* **Aim of the exercise**
Reproduce every line of the records below with no changes. Omit the pictures from your answer.

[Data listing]

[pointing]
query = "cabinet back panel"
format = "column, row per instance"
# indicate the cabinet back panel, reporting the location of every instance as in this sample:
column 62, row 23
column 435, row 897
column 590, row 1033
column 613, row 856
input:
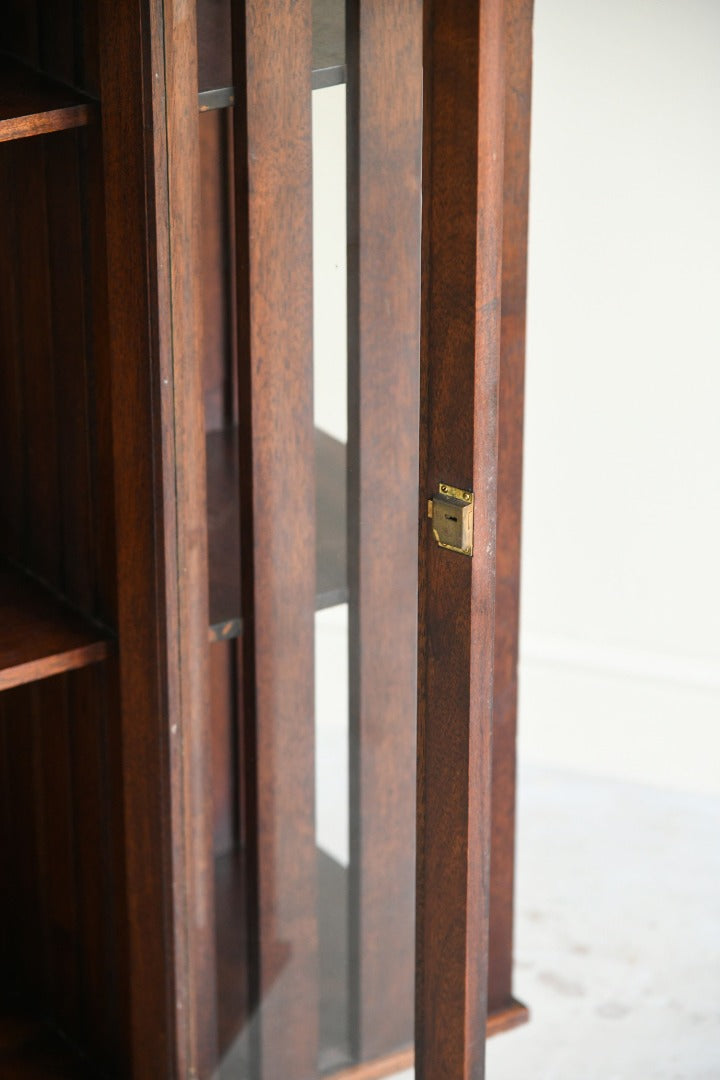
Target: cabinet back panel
column 55, row 390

* **Problem solution**
[pointing]
query = "cabinet back panel"
format = "column, row per instance"
# indicate the cabinet back panel, reporting the location of every instance as in this sample:
column 62, row 23
column 435, row 897
column 590, row 1033
column 613, row 856
input:
Target: cabinet back panel
column 55, row 390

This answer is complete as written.